▶ **ОТРЫВОК СО СТРАНИЦЫ**:
_ _ _
Михаил Герман. Парижские подробности, или Неуловимый Париж; Михаил Герман. В поисках Парижа, или Вечное возвращение
Опубликовано в журнале Знамя, номер 1, 2017
Михаил Герман. Парижские подробности, или
Неуловимый Париж. — М.: КоЛибри, Азбука-Аттикус, 2016;
Михаил
Герман.
В поисках Парижа, или Вечное возвращение. — М.: КоЛибри, Азбука-Аттикус, 2015.
Меньше
всего эти книги похожи на путеводитель по Парижу — они не для тех, кто ищет
совета, куда бы успеть, дабы за считаные дни отметиться у максимального числа
парижских достопримечательностей и ничего не упустить.
Это книги для умеющих думать. Для тех, кому тесны рамки
«экскурсионного» Парижа и для кого Париж — понятие не столько географическое,
сколько духовно-эмоциональное, даже символическое. Это, с одной стороны, книги
о Париже сугубо личном, рожденном в еще отроческом воображении автора и позднее
ставшем его лирическим «отечеством души», а с другой — о городе с многовековой,
богатейшей историей и великой культурой, пронизывающей каждый дом, каждую
площадь; городе, самый воздух которого словно бы насыщен дыханием вечности,
свободы и неотторжимой от них красоты искусства.
_ _ _
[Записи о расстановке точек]
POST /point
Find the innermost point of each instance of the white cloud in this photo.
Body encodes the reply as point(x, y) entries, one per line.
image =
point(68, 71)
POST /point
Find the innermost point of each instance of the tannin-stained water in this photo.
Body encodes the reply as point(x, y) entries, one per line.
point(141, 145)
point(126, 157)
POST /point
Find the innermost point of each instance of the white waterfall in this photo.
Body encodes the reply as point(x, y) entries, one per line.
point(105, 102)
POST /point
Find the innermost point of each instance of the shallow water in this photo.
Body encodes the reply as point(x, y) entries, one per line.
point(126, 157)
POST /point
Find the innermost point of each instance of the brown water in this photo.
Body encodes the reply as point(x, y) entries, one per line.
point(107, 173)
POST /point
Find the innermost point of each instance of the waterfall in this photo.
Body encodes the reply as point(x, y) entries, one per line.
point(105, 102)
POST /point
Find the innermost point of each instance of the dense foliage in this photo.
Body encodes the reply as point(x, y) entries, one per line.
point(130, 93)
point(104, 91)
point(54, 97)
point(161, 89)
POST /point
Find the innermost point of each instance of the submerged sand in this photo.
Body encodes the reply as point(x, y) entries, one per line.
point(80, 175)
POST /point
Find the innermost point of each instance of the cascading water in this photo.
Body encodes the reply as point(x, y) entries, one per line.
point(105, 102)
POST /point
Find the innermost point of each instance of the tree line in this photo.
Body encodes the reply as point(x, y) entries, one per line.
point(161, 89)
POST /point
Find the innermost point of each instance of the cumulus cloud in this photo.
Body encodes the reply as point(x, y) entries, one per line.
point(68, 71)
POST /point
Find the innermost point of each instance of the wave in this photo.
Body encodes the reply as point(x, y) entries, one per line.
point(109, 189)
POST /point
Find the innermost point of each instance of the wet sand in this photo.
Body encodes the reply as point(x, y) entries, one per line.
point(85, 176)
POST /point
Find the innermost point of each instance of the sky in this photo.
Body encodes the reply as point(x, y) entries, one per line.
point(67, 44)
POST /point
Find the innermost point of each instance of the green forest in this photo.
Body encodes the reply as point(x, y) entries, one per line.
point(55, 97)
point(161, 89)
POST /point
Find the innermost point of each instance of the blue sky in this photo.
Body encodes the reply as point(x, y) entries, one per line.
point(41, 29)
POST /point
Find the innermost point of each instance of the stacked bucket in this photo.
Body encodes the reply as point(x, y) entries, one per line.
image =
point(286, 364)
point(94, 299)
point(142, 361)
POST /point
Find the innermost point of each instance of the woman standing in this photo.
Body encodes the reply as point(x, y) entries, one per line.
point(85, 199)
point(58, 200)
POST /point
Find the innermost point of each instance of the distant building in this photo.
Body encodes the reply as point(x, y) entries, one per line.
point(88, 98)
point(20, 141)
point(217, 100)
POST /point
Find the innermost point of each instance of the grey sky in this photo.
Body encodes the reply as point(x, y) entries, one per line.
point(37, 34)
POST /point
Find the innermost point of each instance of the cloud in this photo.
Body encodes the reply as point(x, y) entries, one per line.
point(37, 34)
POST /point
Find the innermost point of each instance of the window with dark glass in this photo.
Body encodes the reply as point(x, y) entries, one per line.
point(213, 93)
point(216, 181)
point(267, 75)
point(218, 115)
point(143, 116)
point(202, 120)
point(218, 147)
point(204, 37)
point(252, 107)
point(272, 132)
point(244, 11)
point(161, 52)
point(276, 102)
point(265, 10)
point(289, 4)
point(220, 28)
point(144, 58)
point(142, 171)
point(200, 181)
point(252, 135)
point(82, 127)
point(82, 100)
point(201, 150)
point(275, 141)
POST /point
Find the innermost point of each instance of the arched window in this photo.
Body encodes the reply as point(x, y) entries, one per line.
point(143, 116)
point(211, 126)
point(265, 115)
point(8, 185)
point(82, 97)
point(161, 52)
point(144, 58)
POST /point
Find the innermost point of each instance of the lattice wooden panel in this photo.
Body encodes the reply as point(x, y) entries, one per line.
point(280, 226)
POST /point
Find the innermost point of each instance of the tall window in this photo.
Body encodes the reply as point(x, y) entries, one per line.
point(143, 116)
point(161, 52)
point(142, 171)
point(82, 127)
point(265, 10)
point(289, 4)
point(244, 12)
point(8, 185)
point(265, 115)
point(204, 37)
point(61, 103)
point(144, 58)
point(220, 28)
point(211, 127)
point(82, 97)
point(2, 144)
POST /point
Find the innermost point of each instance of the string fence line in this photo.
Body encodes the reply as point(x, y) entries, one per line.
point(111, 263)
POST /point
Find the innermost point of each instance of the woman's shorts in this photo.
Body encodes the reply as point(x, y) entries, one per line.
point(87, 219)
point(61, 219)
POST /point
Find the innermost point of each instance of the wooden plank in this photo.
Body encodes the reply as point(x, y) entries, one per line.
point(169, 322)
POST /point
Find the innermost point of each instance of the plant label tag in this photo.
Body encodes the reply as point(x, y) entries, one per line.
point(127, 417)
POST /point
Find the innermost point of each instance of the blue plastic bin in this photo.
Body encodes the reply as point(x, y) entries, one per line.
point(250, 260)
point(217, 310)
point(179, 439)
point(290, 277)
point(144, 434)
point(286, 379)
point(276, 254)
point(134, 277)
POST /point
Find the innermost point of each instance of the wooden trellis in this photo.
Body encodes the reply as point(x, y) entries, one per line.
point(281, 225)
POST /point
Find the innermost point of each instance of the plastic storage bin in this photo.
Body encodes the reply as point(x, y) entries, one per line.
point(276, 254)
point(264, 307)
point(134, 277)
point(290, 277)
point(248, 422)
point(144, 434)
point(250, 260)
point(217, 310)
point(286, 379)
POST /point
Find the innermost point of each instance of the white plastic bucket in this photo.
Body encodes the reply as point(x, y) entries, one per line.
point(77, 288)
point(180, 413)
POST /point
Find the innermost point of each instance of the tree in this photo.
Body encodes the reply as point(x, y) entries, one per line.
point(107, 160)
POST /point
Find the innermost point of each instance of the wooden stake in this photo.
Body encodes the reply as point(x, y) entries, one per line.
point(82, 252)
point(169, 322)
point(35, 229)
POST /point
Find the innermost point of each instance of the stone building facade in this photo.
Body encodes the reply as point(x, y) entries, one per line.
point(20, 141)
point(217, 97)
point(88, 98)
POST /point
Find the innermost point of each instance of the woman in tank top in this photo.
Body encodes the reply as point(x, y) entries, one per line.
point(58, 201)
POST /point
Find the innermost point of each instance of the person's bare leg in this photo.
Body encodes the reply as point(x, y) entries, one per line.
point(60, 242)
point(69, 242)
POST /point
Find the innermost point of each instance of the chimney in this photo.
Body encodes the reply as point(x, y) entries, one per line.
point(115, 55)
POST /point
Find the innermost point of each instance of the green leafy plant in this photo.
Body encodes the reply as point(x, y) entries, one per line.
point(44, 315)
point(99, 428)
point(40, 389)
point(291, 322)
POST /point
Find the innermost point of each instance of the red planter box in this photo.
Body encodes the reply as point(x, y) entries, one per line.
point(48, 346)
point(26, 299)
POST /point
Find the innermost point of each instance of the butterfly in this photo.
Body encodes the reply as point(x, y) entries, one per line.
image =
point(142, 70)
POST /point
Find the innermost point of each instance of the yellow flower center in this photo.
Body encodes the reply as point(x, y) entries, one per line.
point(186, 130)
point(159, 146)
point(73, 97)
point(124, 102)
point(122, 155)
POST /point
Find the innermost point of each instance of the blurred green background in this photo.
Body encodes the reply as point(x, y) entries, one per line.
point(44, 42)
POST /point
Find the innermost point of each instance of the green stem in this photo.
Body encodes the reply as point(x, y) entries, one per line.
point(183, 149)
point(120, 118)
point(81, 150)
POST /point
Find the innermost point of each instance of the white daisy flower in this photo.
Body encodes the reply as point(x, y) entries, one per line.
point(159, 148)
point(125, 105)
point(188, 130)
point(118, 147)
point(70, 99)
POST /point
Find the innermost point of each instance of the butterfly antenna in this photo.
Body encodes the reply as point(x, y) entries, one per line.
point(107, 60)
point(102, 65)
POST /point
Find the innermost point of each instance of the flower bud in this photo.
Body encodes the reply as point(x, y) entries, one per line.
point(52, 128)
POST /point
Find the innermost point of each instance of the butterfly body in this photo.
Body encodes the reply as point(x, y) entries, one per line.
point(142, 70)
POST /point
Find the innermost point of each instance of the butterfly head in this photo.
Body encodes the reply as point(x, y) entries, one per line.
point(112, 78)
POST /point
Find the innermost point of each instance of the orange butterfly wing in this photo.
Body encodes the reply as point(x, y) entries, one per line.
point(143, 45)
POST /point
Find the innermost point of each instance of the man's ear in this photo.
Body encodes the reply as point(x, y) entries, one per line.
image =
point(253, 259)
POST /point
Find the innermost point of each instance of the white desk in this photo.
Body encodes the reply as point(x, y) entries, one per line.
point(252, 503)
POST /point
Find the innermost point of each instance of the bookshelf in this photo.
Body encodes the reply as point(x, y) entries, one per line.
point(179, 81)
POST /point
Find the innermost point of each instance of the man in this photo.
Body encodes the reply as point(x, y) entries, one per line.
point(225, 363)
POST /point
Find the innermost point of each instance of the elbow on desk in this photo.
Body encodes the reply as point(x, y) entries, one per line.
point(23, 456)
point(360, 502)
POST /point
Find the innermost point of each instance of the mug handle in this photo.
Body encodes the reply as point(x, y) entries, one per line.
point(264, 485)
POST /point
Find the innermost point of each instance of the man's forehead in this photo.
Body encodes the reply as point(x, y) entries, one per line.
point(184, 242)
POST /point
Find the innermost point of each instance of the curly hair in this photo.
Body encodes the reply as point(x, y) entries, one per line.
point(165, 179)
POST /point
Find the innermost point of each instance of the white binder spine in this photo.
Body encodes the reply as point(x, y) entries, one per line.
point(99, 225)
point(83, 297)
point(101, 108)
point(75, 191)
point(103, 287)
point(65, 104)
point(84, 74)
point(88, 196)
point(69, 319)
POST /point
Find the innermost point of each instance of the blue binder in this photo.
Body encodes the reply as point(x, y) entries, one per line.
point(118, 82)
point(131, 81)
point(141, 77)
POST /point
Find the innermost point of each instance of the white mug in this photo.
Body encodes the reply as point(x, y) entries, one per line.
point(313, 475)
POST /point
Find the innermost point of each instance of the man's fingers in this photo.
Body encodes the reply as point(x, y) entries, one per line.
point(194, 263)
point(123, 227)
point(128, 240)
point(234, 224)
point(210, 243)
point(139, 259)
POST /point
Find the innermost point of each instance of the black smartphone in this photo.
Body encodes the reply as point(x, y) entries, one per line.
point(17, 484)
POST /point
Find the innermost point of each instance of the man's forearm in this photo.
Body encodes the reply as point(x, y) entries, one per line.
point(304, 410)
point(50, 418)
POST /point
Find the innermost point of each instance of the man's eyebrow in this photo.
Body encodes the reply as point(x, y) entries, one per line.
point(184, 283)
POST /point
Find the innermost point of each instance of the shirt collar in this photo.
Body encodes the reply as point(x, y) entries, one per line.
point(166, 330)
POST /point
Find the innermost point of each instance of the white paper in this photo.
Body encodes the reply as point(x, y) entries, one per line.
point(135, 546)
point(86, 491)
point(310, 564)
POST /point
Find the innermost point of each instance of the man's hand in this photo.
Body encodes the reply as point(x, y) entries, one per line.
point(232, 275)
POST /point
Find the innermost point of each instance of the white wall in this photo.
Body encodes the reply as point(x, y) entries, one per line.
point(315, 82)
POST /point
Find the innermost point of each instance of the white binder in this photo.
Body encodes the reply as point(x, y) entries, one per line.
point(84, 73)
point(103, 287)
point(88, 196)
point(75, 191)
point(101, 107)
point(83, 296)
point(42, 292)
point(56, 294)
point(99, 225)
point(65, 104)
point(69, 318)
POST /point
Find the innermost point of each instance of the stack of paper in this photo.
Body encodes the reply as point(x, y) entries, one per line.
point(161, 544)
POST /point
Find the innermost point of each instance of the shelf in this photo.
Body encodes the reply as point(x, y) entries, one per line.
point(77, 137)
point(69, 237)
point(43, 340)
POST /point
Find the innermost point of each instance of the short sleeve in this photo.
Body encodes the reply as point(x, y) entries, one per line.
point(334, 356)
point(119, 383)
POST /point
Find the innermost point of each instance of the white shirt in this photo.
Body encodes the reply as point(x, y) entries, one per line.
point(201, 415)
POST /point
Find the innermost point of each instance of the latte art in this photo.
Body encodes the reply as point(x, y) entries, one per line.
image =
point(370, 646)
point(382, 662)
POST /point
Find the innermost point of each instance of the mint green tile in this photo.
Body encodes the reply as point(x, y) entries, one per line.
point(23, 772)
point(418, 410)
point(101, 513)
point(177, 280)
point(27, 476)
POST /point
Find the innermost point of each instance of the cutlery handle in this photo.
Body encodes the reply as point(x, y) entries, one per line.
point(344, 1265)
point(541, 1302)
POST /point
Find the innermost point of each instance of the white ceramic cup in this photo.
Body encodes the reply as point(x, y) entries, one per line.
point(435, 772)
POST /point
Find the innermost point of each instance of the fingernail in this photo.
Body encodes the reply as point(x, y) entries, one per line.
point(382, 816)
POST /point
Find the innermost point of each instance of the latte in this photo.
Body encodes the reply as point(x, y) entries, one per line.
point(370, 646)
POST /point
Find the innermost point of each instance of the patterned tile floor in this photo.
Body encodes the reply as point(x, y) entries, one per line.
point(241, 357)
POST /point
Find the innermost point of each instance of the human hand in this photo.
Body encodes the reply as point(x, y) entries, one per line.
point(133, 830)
_ _ _
▶ **ЧТО НУЖНО СДЕЛАТЬ**:
(A) На что, согласно отрывку о книгах Михаила Германа, эти книги похожи меньше всего?
(B) Повторите дословно часть отрывка о книгах Михаила Германа от слов «В поисках Парижа, или Вечное возвращение.» до слов «ничего не упустить.».

▶ **ОТВЕТЫ К ЗАДАНИЯМ**:
(A) На путеводитель по Парижу.

(B)
В поисках Парижа, или Вечное возвращение. — М.: КоЛибри, Азбука-Аттикус, 2015.
Меньше
всего эти книги похожи на путеводитель по Парижу — они не для тех, кто ищет
совета, куда бы успеть, дабы за считаные дни отметиться у максимального числа
парижских достопримечательностей и ничего не упустить.